Soal Uraian 1:
Jawablah pertanyaan berikut berdasarkan teks bacaan tentang pembuka Surah an-Naba'.
(a) Berapa jumlah ayat Surah an-Naba'?
(b) Siapa penulis tafsir yang disebutkan dalam teks?
(c) Ke dalam neraka apa manusia itu dimasukkan menurut hikmah ilahiyah?
Soal Uraian 2:
Teruskan tulisan tafsir pembuka Surah an-Naba' mulai dari kalimat terakhirnya.

Teks Bacaan:
==================================================
Surah ke 78; 40 ayat
an-Naba’
(berita besar).
an-Naba’
(berita besar).
بِسْمِ اللهِ
الرَّحْمنِ الرَّحِيْمِ
Dengan menyebut nama Allah Yang Maha Pemurah lagi Maha
Penyayang
TAFSIR AL JAILANI OLEH
SYEIKH ABDUL QADIR AL JAILANI (QUTUBUL GHAUTS)
JUZ AMMA
Pembuka Surah an-Naba’
Orang yang
mampu menyingkap (mukāsyafah) berbagai rahasia taklif Ilahi dan
hikmah-hikmah hukum yang berasal dari-Nya serta kemaslahatan yang terkandung
dalam perintah dan larangan yang berasal dari kesucian Dzat-Nya; pasti
mengetahui bahwa kehendak ulūhiyyah dan rubūbiyyah adalah mendidik dan mengajari manusia dengan cara
membebaninya dengan berbagai kesulitan dan kesusahan yang dapat mencegahnya
dari mengikuti kehendak hawa nafsu dan angan-angan setan serta khayalan palsu,
di mana semua itu termasuk tentara setan yang memerintahkan keburukan. Setelah
manusia tidak lagi dapat dicegah dan diperingatkan untuk tidak memenuhi
kehendak tabiat yang begitu kuat, tidak lagi menjalankan berbagai ketaatan dan
ibadah yang dibebankan dan diperintahkan kepadanya, tidak lagi berada di tengah
jalan keadilan Ilahi, dan tidak lagi berdiri di jalan lurus yang dapat
mengantarkannya ke surga Na‘im; hikmah ilahiyah menghendaki agar ia disiksa
dengan siksaan yang sangat pedih dan memasukkannya ke dalam neraka Jahim
selamanya.
==================================================
Data Mentah:
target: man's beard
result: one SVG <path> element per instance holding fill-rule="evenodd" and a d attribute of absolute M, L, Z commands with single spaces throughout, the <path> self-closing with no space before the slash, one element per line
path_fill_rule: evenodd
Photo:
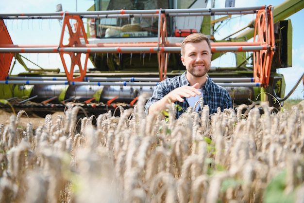
<path fill-rule="evenodd" d="M 198 72 L 197 70 L 196 70 L 196 68 L 194 66 L 195 65 L 200 65 L 200 64 L 203 65 L 204 66 L 204 68 L 203 69 L 201 69 L 201 71 Z M 195 77 L 201 77 L 205 75 L 206 74 L 207 74 L 207 73 L 208 73 L 208 72 L 209 71 L 210 69 L 210 64 L 209 65 L 207 65 L 207 64 L 205 63 L 197 63 L 197 64 L 194 64 L 191 66 L 191 68 L 189 68 L 189 70 L 187 71 L 187 72 L 190 73 L 191 74 L 192 74 Z"/>

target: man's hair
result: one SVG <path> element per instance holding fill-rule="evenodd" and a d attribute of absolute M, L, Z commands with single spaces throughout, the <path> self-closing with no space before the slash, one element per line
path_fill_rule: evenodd
<path fill-rule="evenodd" d="M 185 46 L 187 43 L 199 43 L 203 40 L 207 42 L 211 52 L 211 45 L 209 38 L 205 35 L 203 35 L 201 33 L 192 33 L 192 34 L 189 35 L 188 36 L 186 37 L 185 39 L 184 39 L 183 42 L 182 42 L 182 45 L 181 45 L 181 55 L 184 55 L 185 54 Z"/>

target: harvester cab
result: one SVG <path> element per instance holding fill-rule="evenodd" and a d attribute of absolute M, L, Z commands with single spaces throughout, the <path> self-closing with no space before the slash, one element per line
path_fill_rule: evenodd
<path fill-rule="evenodd" d="M 268 101 L 279 109 L 287 97 L 284 76 L 276 69 L 291 66 L 292 27 L 285 19 L 304 8 L 304 1 L 287 0 L 274 9 L 216 8 L 213 2 L 207 8 L 205 0 L 95 0 L 87 12 L 0 14 L 1 106 L 43 115 L 62 111 L 68 103 L 88 114 L 118 105 L 132 107 L 141 94 L 152 95 L 160 81 L 185 71 L 181 43 L 201 32 L 210 39 L 213 60 L 233 54 L 228 60 L 235 66 L 212 67 L 208 74 L 228 91 L 235 107 Z M 222 39 L 215 38 L 221 22 L 244 15 L 254 19 Z M 4 20 L 29 19 L 59 20 L 59 45 L 13 44 Z M 23 54 L 33 53 L 59 54 L 64 73 L 11 74 L 13 58 L 22 63 Z M 87 68 L 89 62 L 94 67 Z"/>

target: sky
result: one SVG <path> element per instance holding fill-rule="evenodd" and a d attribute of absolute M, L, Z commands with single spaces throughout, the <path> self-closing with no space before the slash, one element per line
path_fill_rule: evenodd
<path fill-rule="evenodd" d="M 235 7 L 264 5 L 275 6 L 283 1 L 283 0 L 236 0 Z M 209 5 L 207 8 L 211 7 L 210 2 L 209 0 Z M 62 5 L 63 11 L 81 12 L 86 11 L 93 5 L 94 0 L 10 0 L 1 4 L 0 13 L 51 13 L 56 11 L 57 5 L 60 3 Z M 224 5 L 225 0 L 216 0 L 216 7 L 224 7 Z M 292 23 L 292 67 L 277 71 L 278 73 L 283 74 L 285 76 L 287 84 L 285 95 L 289 92 L 304 73 L 304 40 L 302 37 L 304 9 L 294 14 L 288 18 L 291 19 Z M 231 20 L 219 34 L 215 35 L 215 38 L 221 39 L 227 36 L 227 33 L 231 33 L 231 30 L 238 30 L 246 26 L 252 19 L 252 16 L 245 16 L 236 20 L 236 22 Z M 57 19 L 5 20 L 4 22 L 14 44 L 58 44 L 59 43 L 61 25 Z M 24 54 L 22 55 L 44 68 L 60 68 L 63 71 L 58 54 Z M 212 66 L 220 66 L 222 61 L 213 62 Z M 225 62 L 227 63 L 226 61 Z M 26 61 L 26 64 L 31 68 L 37 68 L 30 62 Z M 88 68 L 92 67 L 92 65 L 88 64 Z M 17 64 L 12 74 L 24 72 L 24 69 Z M 303 85 L 301 82 L 289 98 L 303 99 Z"/>

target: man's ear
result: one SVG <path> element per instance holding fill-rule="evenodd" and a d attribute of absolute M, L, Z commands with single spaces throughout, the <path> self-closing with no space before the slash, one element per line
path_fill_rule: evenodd
<path fill-rule="evenodd" d="M 186 65 L 185 64 L 185 58 L 184 58 L 183 56 L 181 56 L 181 60 L 182 61 L 182 63 L 183 63 L 183 65 L 184 65 L 184 66 L 186 66 Z"/>

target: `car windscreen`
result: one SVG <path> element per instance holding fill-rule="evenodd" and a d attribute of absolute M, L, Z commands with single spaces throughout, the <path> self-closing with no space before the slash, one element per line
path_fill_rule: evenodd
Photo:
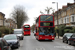
<path fill-rule="evenodd" d="M 17 39 L 17 36 L 16 35 L 5 35 L 4 39 L 5 40 L 14 40 L 14 39 Z"/>

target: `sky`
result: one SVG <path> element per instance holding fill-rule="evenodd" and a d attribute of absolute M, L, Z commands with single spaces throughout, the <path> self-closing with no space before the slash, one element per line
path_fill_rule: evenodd
<path fill-rule="evenodd" d="M 62 6 L 67 3 L 74 3 L 74 0 L 0 0 L 0 12 L 5 14 L 5 18 L 11 18 L 10 14 L 13 11 L 14 6 L 21 5 L 25 7 L 25 11 L 29 17 L 28 21 L 24 24 L 30 24 L 31 26 L 35 23 L 35 18 L 38 17 L 42 11 L 45 11 L 46 7 L 57 10 L 57 4 L 52 2 L 58 2 L 58 9 L 62 9 Z M 50 10 L 50 14 L 52 10 Z"/>

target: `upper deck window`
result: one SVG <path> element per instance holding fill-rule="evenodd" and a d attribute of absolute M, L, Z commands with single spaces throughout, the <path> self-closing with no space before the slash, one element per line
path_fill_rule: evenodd
<path fill-rule="evenodd" d="M 42 15 L 42 16 L 40 16 L 40 21 L 53 21 L 53 16 L 51 16 L 51 15 Z"/>
<path fill-rule="evenodd" d="M 25 28 L 29 28 L 29 25 L 25 25 Z"/>

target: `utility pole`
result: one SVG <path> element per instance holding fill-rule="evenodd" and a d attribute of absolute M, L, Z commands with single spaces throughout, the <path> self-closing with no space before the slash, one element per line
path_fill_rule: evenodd
<path fill-rule="evenodd" d="M 58 27 L 58 38 L 59 38 L 59 23 L 58 23 L 58 2 L 52 2 L 52 3 L 57 3 L 57 27 Z"/>

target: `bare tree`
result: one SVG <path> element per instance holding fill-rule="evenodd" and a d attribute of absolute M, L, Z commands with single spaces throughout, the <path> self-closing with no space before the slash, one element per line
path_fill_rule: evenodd
<path fill-rule="evenodd" d="M 17 23 L 17 28 L 21 28 L 21 26 L 28 20 L 28 16 L 24 10 L 23 6 L 17 5 L 14 7 L 14 10 L 11 13 L 12 18 Z"/>
<path fill-rule="evenodd" d="M 49 14 L 49 12 L 50 12 L 50 10 L 52 9 L 51 7 L 50 8 L 48 8 L 48 7 L 46 7 L 47 9 L 45 9 L 45 11 L 47 11 L 47 14 Z"/>

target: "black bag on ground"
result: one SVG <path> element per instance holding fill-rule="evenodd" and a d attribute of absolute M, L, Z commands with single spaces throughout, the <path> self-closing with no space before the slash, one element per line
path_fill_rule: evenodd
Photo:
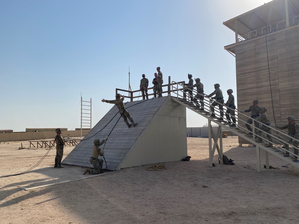
<path fill-rule="evenodd" d="M 231 159 L 229 159 L 227 157 L 224 155 L 223 155 L 223 164 L 225 164 L 225 165 L 234 165 L 235 164 L 234 162 L 233 162 L 233 161 L 234 161 L 233 160 L 232 160 Z M 221 162 L 220 161 L 220 157 L 218 158 L 218 161 L 219 161 L 219 163 L 221 163 Z"/>

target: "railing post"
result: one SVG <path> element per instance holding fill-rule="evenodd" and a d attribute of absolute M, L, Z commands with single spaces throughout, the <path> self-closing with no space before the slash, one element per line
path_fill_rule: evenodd
<path fill-rule="evenodd" d="M 168 76 L 168 89 L 167 89 L 167 93 L 168 94 L 168 96 L 170 96 L 170 85 L 171 85 L 170 83 L 170 76 Z"/>

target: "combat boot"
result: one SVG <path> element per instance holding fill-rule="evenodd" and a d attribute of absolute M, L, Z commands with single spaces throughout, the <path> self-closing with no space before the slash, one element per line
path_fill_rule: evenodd
<path fill-rule="evenodd" d="M 90 171 L 89 170 L 89 169 L 86 169 L 86 170 L 85 170 L 85 171 L 84 171 L 84 173 L 83 173 L 83 175 L 85 175 L 86 174 L 88 173 L 88 174 L 89 174 L 89 171 Z"/>
<path fill-rule="evenodd" d="M 61 159 L 58 158 L 57 159 L 57 168 L 64 168 L 64 167 L 61 166 Z"/>
<path fill-rule="evenodd" d="M 261 139 L 258 139 L 257 140 L 255 140 L 255 142 L 257 143 L 263 143 L 263 142 L 262 140 Z"/>
<path fill-rule="evenodd" d="M 128 125 L 128 127 L 129 128 L 131 128 L 131 126 L 132 126 L 132 124 L 129 124 L 129 122 L 128 122 L 128 121 L 126 121 L 125 122 L 125 123 L 126 124 Z"/>

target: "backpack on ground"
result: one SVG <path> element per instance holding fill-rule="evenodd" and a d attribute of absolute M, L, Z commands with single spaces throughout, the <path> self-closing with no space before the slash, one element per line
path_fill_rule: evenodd
<path fill-rule="evenodd" d="M 235 164 L 234 162 L 233 162 L 233 161 L 234 161 L 233 160 L 232 160 L 231 159 L 229 159 L 227 157 L 224 155 L 223 155 L 223 164 L 225 164 L 225 165 L 234 165 Z M 219 161 L 219 163 L 221 163 L 221 162 L 220 161 L 220 157 L 218 158 L 218 161 Z"/>

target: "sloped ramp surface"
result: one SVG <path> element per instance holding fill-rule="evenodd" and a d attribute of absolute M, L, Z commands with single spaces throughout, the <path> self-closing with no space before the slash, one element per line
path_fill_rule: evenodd
<path fill-rule="evenodd" d="M 135 128 L 132 126 L 130 128 L 128 128 L 123 118 L 120 116 L 118 109 L 114 105 L 65 157 L 62 163 L 92 168 L 89 159 L 92 154 L 94 140 L 99 138 L 101 141 L 111 132 L 108 140 L 100 148 L 101 149 L 104 148 L 107 169 L 114 170 L 123 168 L 120 167 L 120 165 L 128 156 L 130 150 L 136 144 L 143 133 L 146 131 L 167 100 L 169 102 L 173 101 L 170 97 L 164 96 L 148 100 L 127 102 L 125 106 L 131 114 L 134 122 L 138 123 Z M 169 108 L 167 106 L 166 107 L 167 111 L 169 110 L 170 112 L 172 108 Z M 185 111 L 185 109 L 184 109 Z M 185 114 L 184 119 L 185 121 Z M 130 123 L 128 119 L 128 121 Z M 183 128 L 186 130 L 185 127 Z M 153 135 L 155 136 L 154 134 Z M 184 137 L 186 138 L 185 135 Z M 186 151 L 183 153 L 183 155 L 187 154 L 186 145 Z M 136 151 L 136 150 L 135 151 Z M 130 157 L 134 159 L 134 155 Z M 180 155 L 180 159 L 181 157 Z M 99 158 L 103 158 L 99 157 Z M 104 161 L 103 168 L 106 167 L 106 165 Z"/>

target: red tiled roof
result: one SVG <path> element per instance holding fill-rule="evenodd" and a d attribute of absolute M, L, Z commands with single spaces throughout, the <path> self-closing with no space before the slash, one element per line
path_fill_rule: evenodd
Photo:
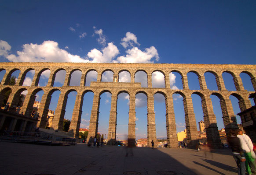
<path fill-rule="evenodd" d="M 89 131 L 89 130 L 87 130 L 87 128 L 80 128 L 79 131 Z"/>

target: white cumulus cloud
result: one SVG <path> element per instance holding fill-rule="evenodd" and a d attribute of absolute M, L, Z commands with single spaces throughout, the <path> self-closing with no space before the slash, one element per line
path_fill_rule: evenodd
==================================================
Jawaban 1:
(a) Surah an-Naba' terdiri atas 40 ayat.
(b) Tafsir itu ditulis oleh Syeikh Abdul Qadir al-Jailani (Qutubul Ghauts).
(c) Manusia itu dimasukkan ke dalam neraka Jahim untuk selamanya.

Jawaban 2:
Karena
itulah Allah s.w.t. – sesuai dengan hikmah yang dikehendaki-Nya – menetapkan
dua kehidupan bagi manusia:
Kehidupan
pertama berupa
masa-masa ujian dan cobaan, kehidupan ini berada di dunia. Ia berfungsi sebagai
tempat transit dan pemberian pelajaran.
Kehidupan
kedua berupa
masa-masa perpindahan dan pembalasan, kehidupan ini berada di akhirat. Ia
berfungsi sebagai terminal terakhir dan tempat tinggal.
Orang yang
berakal dan mengetahui, harus mengimani dan meyakini dua kehidupan ini serta
mempersiapkan diri di kehidupan pertama untuk menyambut kehidupan kedua. Orang
yang terpedaya oleh kehidupan yang pertama dan menyibukkan diri dengannya
sehingga melupakan kehidupan yang kedua, berarti ia telah mengikuti jalan
orang-orang yang mengalami kerugian dalam amalnya. Mereka sebenarnya telah
menempuh jalan yang sesat dalam kehidupan dunia, namun mereka mengira telah
melakukan perbuatan yang baik.
Secara garis
besar, mereka adalah orang-orang yang mengingkari ayat-ayat Allah s.w.t. dan
menolak adanya pertemuan dengan-Nya sehingga semua amal mereka hilang sia-sia.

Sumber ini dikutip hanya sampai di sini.